- _VORGEGEBENER TEXT_
================================
In seiner Abhandlung wirft Werner Fuld manches Vorurteil über Bord. Die erotische Literatur sei keineswegs nur Männersache. Bis zur bürgerlichen Prüderie zu Beginn des 19. Jahrhunderts standen grossteils Frauen dahinter, die für ein weibliches Publikum schrieben – meist «als Beitrag zur sexuellen Aufklärung oder als Ratgeber für kluges weibliches Verhalten in verfänglichen Situationen». Der Autor macht in der erotischen Literatur gar emanzipatorische Impulse aus.
Zahlreiche illustre Beispiele untermauern diese These: Zum Beispiel die dichtende Kurtisane Tullia d’Aragona (1510–1556), die in ihrem Liebestraktat «Dialogo dell’Infinità d’Amore» die Frauen ermutigte, beim Liebesspiel selbst aktiv zu werden. Die kluge und selbstbewusste Kurtisane führte ein glanzvolles Leben in Italien, verarmte jedoch im Zuge der Gegenreformation, welche die Sittenlosigkeit anprangerte.
Deftig bis romantisch
Der 67-jährige Autor Werner Fuld zieht keine Grenzen zwischen dem Sinnlichen, dem Erotischen, dem Obszönen oder dem Pornografischen. So stehen deftige Textbeispiele neben romantischen, frauenfeindlichen oder emanzipatorischen, blumig oder explixit formulierten. Bekannte Akteure wie Marquis de Sade, Casanova (siehe S. 31) oder Arthur Schnitzler, aber auch viele unbekannt Autorinnen und Autoren haben ihren Auftritt.
Eine weitere These führt Fuld im Kapitel «Das deutsche Trauerspiel» aus: Im erotischen Bereich kann die deutschsprachige Literatur nicht mit den Franzosen, Italienern oder Engländern mithalten. «Sie können alles, ausser Erotik. Wie alle unbegabten Praktiker sind die deutschen Dichter Meister der Theorie und der Systematik.» Und das gelte nicht nur für die Deutschen: «Ich habe keinen einzigen Schweizer Erotikroman gefunden während meiner Arbeit am Buch», sagte Fuld dem «Tages-Anzeiger».
Zur deutschsprachigen «Ehrrettung» trägt ausgerechnet Goethe bei, der in jungen Jahren Unmanierliches verfasste: «Und ich hab keinen Appetiet/ Als ich nähm gern Ursel auf n Boden mit / Und aufm Heu und aufm Stroh / Jauchzten wir in dulci iubilo», lässt er etwa seinen Protagonisten in «Hanswurts Hochzeit» munter dichten.
================================
- _EINTRÄGE IM DATENSATZ_
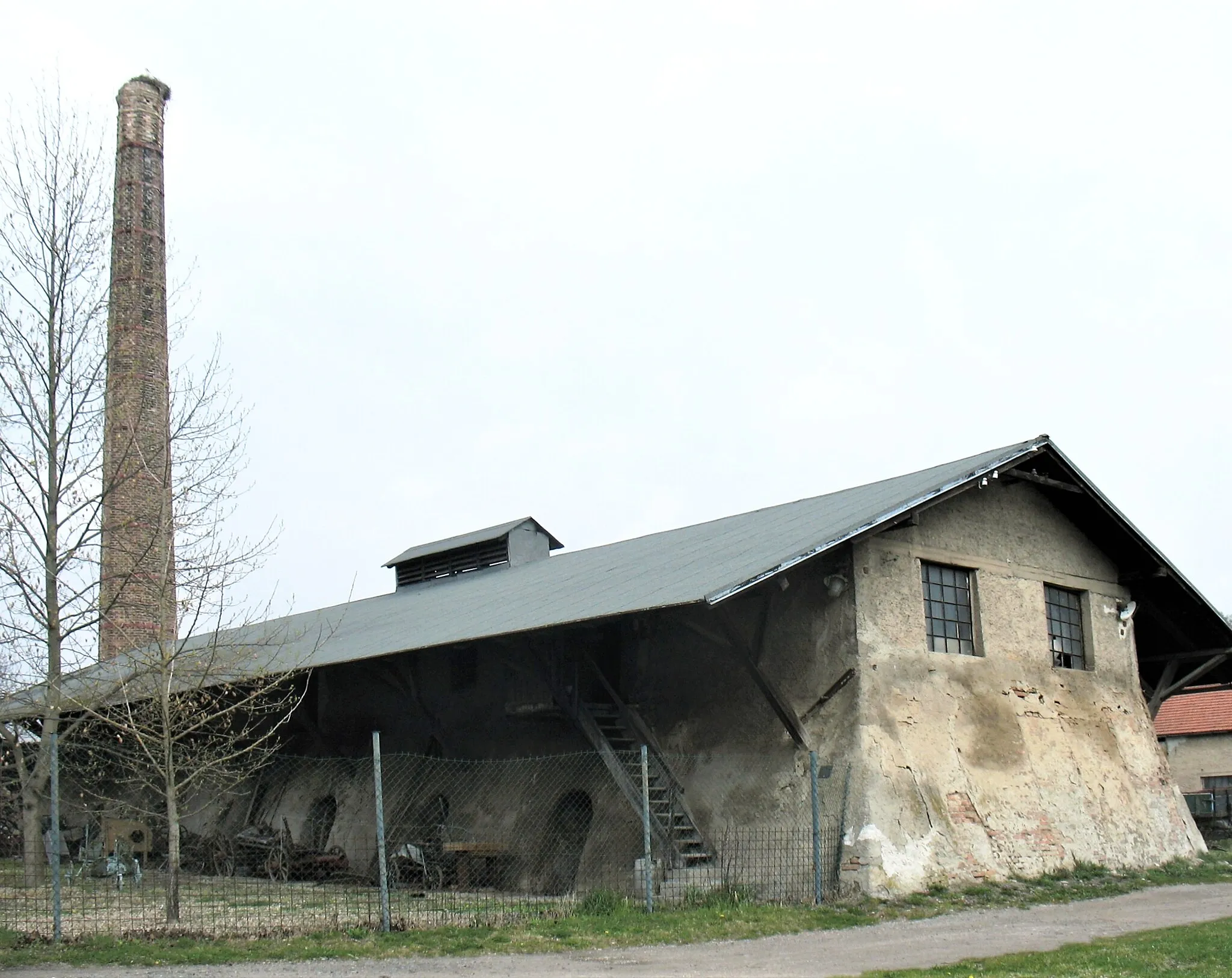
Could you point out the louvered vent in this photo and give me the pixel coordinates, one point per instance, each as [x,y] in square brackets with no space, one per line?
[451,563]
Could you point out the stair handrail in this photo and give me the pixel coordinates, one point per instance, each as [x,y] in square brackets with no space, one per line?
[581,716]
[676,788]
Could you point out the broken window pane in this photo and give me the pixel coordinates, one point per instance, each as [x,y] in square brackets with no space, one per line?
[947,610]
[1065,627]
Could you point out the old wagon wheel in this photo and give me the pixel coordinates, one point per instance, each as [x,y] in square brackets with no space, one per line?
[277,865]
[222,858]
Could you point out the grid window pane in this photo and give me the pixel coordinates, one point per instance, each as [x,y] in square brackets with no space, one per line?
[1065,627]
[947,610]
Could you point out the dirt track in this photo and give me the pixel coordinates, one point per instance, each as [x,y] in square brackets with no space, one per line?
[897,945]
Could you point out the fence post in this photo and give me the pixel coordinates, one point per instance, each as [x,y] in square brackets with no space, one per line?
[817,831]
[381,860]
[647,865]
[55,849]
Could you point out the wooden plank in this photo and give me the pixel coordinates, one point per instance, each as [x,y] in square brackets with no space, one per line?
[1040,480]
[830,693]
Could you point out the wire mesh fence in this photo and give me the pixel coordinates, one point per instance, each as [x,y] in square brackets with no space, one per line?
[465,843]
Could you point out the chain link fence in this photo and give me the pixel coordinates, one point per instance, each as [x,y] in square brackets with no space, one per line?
================================
- _ÜBUNGSAUFGABEN_
A) Wie heißt der Liebestraktat, den Tullia d’Aragona laut dem Text über erotische Literatur verfasste?
B) Führe den Text über erotische Literatur nach seinem letzten Satz fort.

- _LÖSUNGEN DER REIHE_
A) «Dialogo dell’Infinità d’Amore»

B)
Fuld nimmt kein Blatt vor den Mund. Schlecht kommen bei ihm etwa die katholische Kirche und die christliche Religion weg: «Sie erzeugt Sünder und schlechtes Gewissen.» Als positiven Gegenentwurf nennt er Vatsyayanas «Kamasutra» aus der Hindu-Tradition. Der indische Autor wusste schon circa 200/300 n. Chr., was in der körperlichen Liebe zählt. Die Einfühlung in die Psyche einer jungen Frau unterscheide Vatsyayanas Werk von allen anderen Ratgebern, besonders von Ovids «Liebeskunst», der die sexuell motivierte Gewalt gegen Frauen in der europäischen Liebeslehre verankert habe, schreibt Fuld.
Trouvaillen inklusive
Fehlen darf auch der Erotik-Bestseller unserer Zeit nicht: E.L. James’ «Shades of Grey». Fulds Kritik ist vernichtend: «Die Chicklit ist mit dieser Romantic Hardcore wieder dort angekommen, wo die erotische Literatur begonnen hatte – als Ratgebertext, leider auf dem untersten, anti-emanzipatorischen Niveau.»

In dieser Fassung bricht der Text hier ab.